━━ Source material

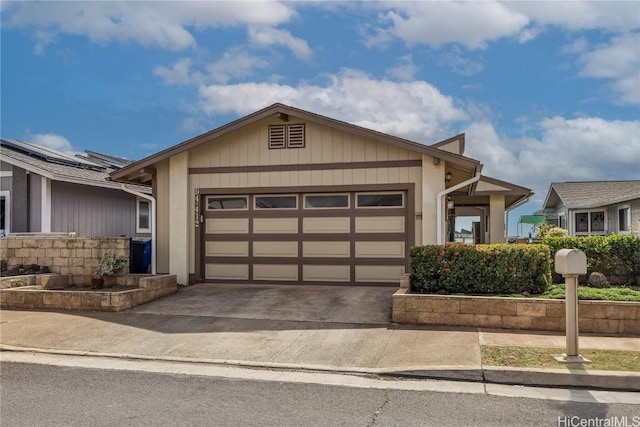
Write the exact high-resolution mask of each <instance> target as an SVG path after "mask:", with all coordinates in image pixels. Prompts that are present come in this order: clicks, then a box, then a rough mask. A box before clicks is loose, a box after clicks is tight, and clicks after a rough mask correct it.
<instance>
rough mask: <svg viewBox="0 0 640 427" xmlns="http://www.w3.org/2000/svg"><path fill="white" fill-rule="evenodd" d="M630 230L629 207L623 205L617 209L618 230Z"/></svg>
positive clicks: (630, 227)
mask: <svg viewBox="0 0 640 427" xmlns="http://www.w3.org/2000/svg"><path fill="white" fill-rule="evenodd" d="M630 230H631V209H630V208H628V207H623V208H619V209H618V231H630Z"/></svg>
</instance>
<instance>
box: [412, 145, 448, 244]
mask: <svg viewBox="0 0 640 427" xmlns="http://www.w3.org/2000/svg"><path fill="white" fill-rule="evenodd" d="M444 168H445V162H439V163H438V164H437V165H434V164H433V159H432V158H431V157H429V156H426V155H423V158H422V185H421V188H422V192H421V193H422V203H421V204H418V203H416V206H422V219H421V220H420V221H418V223H417V224H416V229H418V228H420V229H421V230H422V233H421V234H422V236H420V237H421V238H420V241H421V242H423V243H422V244H435V243H437V242H438V222H437V212H438V197H437V195H438V193H439V192H440V191H442V190H444V187H445V181H444ZM440 207H441V214H442V216H441V218H445V216H444V214H445V209H446V204H445V203H442V205H441V206H440ZM416 210H417V208H416ZM418 225H420V227H418ZM441 231H442V241H443V242H444V241H445V239H444V234H445V229H444V226H443V227H442V230H441ZM416 242H418V240H417V239H416Z"/></svg>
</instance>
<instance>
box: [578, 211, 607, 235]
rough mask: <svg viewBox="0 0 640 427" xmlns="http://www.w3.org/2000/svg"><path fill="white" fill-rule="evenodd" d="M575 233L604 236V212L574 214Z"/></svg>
mask: <svg viewBox="0 0 640 427" xmlns="http://www.w3.org/2000/svg"><path fill="white" fill-rule="evenodd" d="M574 218H575V220H576V226H575V228H576V233H580V234H604V232H605V222H606V216H605V213H604V211H593V212H576V214H575V216H574Z"/></svg>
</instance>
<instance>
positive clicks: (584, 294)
mask: <svg viewBox="0 0 640 427" xmlns="http://www.w3.org/2000/svg"><path fill="white" fill-rule="evenodd" d="M536 296H537V297H539V298H549V299H563V298H564V297H565V291H564V285H551V286H549V289H547V290H546V292H544V293H543V294H541V295H536ZM578 299H582V300H603V301H636V302H638V301H640V288H636V287H631V288H591V287H588V286H578Z"/></svg>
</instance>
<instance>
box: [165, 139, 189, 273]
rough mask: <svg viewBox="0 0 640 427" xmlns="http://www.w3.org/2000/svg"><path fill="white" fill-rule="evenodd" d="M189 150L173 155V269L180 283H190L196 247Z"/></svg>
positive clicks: (169, 227)
mask: <svg viewBox="0 0 640 427" xmlns="http://www.w3.org/2000/svg"><path fill="white" fill-rule="evenodd" d="M190 194H191V192H190V191H189V152H188V151H184V152H182V153H180V154H176V155H175V156H173V157H171V158H170V159H169V203H170V210H169V241H170V242H171V244H170V245H169V273H170V274H175V275H176V278H177V280H178V283H181V284H184V285H186V284H188V283H189V258H190V257H191V256H192V253H193V248H192V246H193V245H192V244H191V243H190V240H191V239H189V219H190V218H191V215H190V213H191V210H190V209H188V207H189V206H190V204H189V199H190V197H189V195H190Z"/></svg>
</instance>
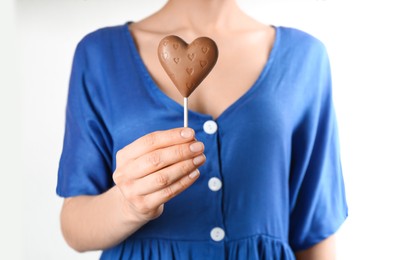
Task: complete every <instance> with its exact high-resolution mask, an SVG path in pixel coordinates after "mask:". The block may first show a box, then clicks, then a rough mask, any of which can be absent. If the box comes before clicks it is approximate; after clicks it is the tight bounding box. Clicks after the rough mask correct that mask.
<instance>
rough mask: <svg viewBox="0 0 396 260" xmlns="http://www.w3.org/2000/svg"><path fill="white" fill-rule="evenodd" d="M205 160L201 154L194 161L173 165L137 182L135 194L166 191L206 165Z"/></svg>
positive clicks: (141, 194) (148, 193) (175, 164)
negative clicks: (169, 186)
mask: <svg viewBox="0 0 396 260" xmlns="http://www.w3.org/2000/svg"><path fill="white" fill-rule="evenodd" d="M205 160H206V158H205V155H203V154H200V155H198V156H197V157H195V158H194V159H190V160H185V161H182V162H179V163H176V164H173V165H171V166H169V167H166V168H164V169H162V170H160V171H158V172H155V173H153V174H149V175H147V176H145V177H143V178H140V179H138V180H135V182H134V184H135V185H134V189H135V192H136V194H137V195H147V194H150V193H154V192H156V191H159V190H161V189H164V188H165V187H167V186H170V185H172V184H173V183H175V182H177V181H179V180H180V179H181V178H183V177H185V176H187V175H189V174H190V173H191V172H193V171H194V170H196V169H197V168H198V167H199V166H201V165H202V164H204V162H205Z"/></svg>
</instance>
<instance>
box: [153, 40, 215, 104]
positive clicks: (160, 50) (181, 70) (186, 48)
mask: <svg viewBox="0 0 396 260" xmlns="http://www.w3.org/2000/svg"><path fill="white" fill-rule="evenodd" d="M218 56H219V55H218V49H217V45H216V43H215V42H214V41H213V40H212V39H210V38H208V37H200V38H197V39H195V40H194V41H193V42H192V43H190V44H187V43H186V42H185V41H184V40H183V39H181V38H180V37H178V36H174V35H171V36H167V37H165V38H163V39H162V40H161V42H160V43H159V46H158V58H159V60H160V62H161V65H162V67H163V68H164V69H165V71H166V73H167V74H168V76H169V77H170V78H171V80H172V82H173V83H174V84H175V86H176V88H177V89H178V90H179V92H180V94H182V96H183V97H185V98H187V97H189V96H190V95H191V93H192V92H193V91H194V90H195V89H196V88H197V87H198V86H199V84H200V83H201V82H202V81H203V80H204V79H205V78H206V76H207V75H208V74H209V72H210V71H211V70H212V69H213V67H214V65H215V64H216V61H217V58H218Z"/></svg>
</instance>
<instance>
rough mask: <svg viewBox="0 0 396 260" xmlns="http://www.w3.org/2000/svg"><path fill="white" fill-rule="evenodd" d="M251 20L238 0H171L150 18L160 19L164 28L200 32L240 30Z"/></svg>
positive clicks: (160, 21) (194, 32)
mask: <svg viewBox="0 0 396 260" xmlns="http://www.w3.org/2000/svg"><path fill="white" fill-rule="evenodd" d="M150 18H155V19H150ZM247 19H250V18H249V17H248V16H247V15H246V14H244V13H243V12H242V10H241V9H240V8H239V7H238V5H237V3H236V1H235V0H169V1H168V2H167V4H166V5H165V6H164V7H163V8H162V9H161V10H159V11H158V12H157V13H155V14H154V15H152V16H151V17H149V18H148V20H151V21H157V22H160V23H161V27H162V28H163V30H164V31H168V30H169V31H175V30H183V29H185V30H187V29H188V30H189V31H190V32H194V33H196V34H212V33H219V32H225V31H229V30H238V29H239V28H242V27H243V21H246V20H247ZM157 28H158V27H157Z"/></svg>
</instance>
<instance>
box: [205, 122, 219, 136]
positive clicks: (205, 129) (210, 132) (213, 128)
mask: <svg viewBox="0 0 396 260" xmlns="http://www.w3.org/2000/svg"><path fill="white" fill-rule="evenodd" d="M203 129H204V131H205V133H207V134H209V135H212V134H215V133H216V132H217V123H216V122H215V121H213V120H208V121H206V122H205V123H204V125H203Z"/></svg>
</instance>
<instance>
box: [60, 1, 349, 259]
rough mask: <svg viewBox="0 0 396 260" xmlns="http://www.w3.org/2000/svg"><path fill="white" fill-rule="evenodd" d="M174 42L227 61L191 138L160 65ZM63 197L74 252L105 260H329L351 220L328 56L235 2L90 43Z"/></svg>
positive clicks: (121, 28)
mask: <svg viewBox="0 0 396 260" xmlns="http://www.w3.org/2000/svg"><path fill="white" fill-rule="evenodd" d="M170 34H172V35H178V36H180V37H181V38H183V39H185V40H186V41H187V42H191V41H193V40H194V39H195V38H197V37H200V36H208V37H210V38H212V39H214V40H215V42H216V43H217V45H218V48H219V52H220V53H219V59H218V62H217V64H216V67H215V68H214V69H213V71H212V72H211V74H210V75H209V76H208V77H207V78H206V79H205V80H204V81H203V83H202V84H201V86H200V87H199V88H197V89H196V90H195V92H194V93H193V94H192V95H191V96H190V98H189V108H190V111H189V113H190V116H189V118H190V121H189V124H190V126H191V128H180V126H181V125H182V113H183V112H182V111H183V109H182V106H181V105H180V104H181V102H182V97H181V96H180V94H179V92H178V91H177V89H176V88H175V87H174V86H173V83H172V82H171V81H170V79H169V78H168V76H167V75H166V74H165V72H164V70H163V69H162V67H161V65H160V63H159V61H158V57H157V51H156V50H157V47H158V43H159V42H160V40H161V39H162V38H163V37H165V36H167V35H170ZM204 147H205V148H204ZM204 149H205V152H204ZM198 168H199V170H198ZM57 193H58V194H59V195H60V196H63V197H65V202H64V205H63V208H62V213H61V224H62V231H63V234H64V237H65V239H66V241H67V242H68V243H69V244H70V246H71V247H73V248H74V249H76V250H78V251H87V250H97V249H101V250H104V252H103V254H102V259H160V258H161V259H294V258H295V257H296V258H297V259H334V236H333V234H334V233H335V232H336V230H337V229H338V227H339V226H340V225H341V223H342V222H343V221H344V219H345V218H346V215H347V207H346V202H345V195H344V186H343V179H342V173H341V167H340V163H339V154H338V145H337V131H336V123H335V117H334V112H333V108H332V101H331V78H330V72H329V66H328V60H327V56H326V52H325V48H324V47H323V45H322V44H321V43H320V42H319V41H318V40H316V39H315V38H313V37H312V36H310V35H308V34H306V33H303V32H301V31H298V30H295V29H290V28H283V27H273V26H267V25H263V24H260V23H258V22H256V21H255V20H253V19H252V18H250V17H249V16H247V15H246V14H244V13H243V12H242V11H241V10H240V9H239V7H238V6H237V4H236V2H235V0H215V1H205V0H170V1H168V2H167V4H166V5H165V6H164V7H163V8H162V9H161V10H159V11H158V12H156V13H155V14H153V15H152V16H150V17H148V18H146V19H144V20H142V21H139V22H136V23H128V24H125V25H123V26H116V27H109V28H103V29H100V30H98V31H96V32H93V33H91V34H89V35H87V36H86V37H85V38H84V39H83V40H82V41H81V42H80V44H79V45H78V47H77V50H76V54H75V59H74V65H73V71H72V77H71V81H70V91H69V99H68V108H67V120H66V133H65V143H64V148H63V153H62V158H61V162H60V168H59V179H58V187H57Z"/></svg>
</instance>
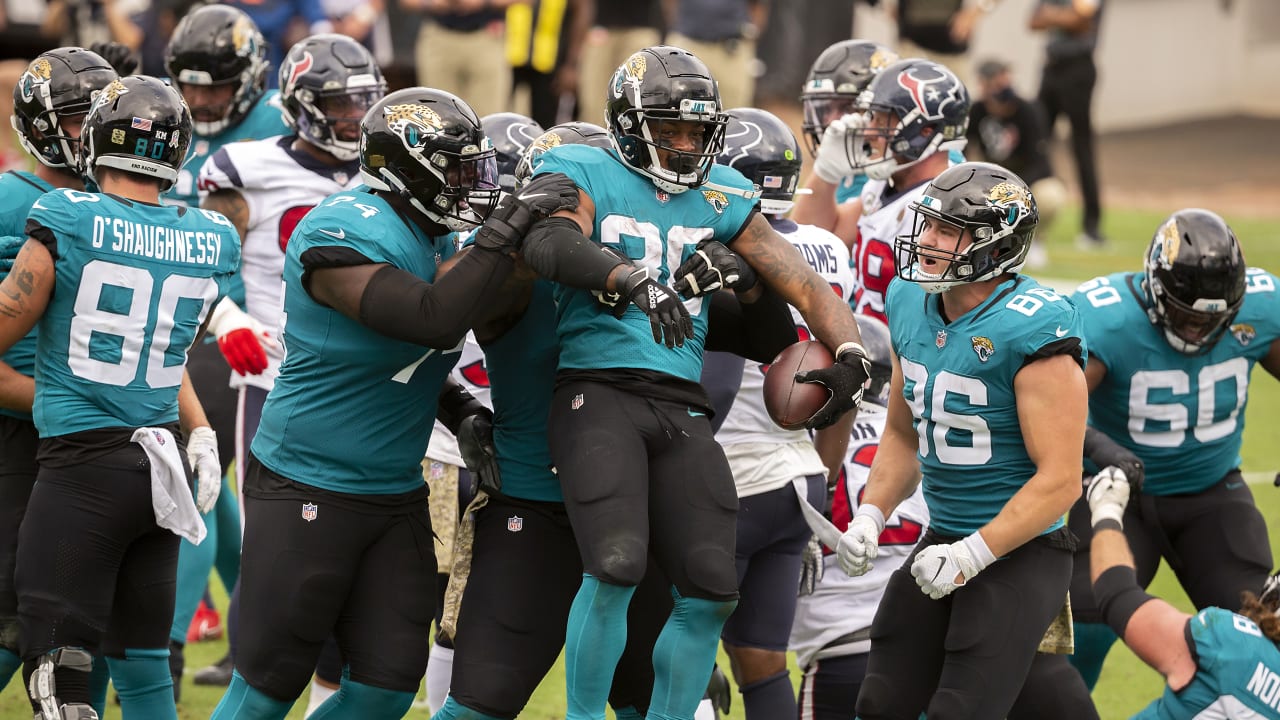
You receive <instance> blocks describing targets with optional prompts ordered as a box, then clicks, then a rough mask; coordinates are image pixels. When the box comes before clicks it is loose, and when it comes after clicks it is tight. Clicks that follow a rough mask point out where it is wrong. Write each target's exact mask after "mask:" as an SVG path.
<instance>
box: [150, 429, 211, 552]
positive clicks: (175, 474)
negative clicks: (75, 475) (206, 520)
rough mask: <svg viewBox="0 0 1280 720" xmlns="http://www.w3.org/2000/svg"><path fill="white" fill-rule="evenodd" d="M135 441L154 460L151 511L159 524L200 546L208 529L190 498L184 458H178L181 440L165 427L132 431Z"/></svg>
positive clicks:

━━━━

# Task instructions
Find every line in the items above that contains the word "high", matching case exactly, and copy each of those lines.

# Problem solution
Write the exact high-resolution mask of each <instance> target as an SVG path after "mask:", with all coordinates in image pixels. Prompts that are present come in this order: clicks, then a box, then a rough mask. A box before clicks is loose, a box after clicks is tight, and clicks after a rough mask correct it.
Task: complete every <instance> with its exact high-resolution mask, an SVG path in pixel coordinates after "mask:". The block may first show a box, then clicks, then a rough mask, any of which can be absent. If the box comes before clicks it is approximate; after clicks it is the tight bounding box. Clicks after the rough mask correct that mask.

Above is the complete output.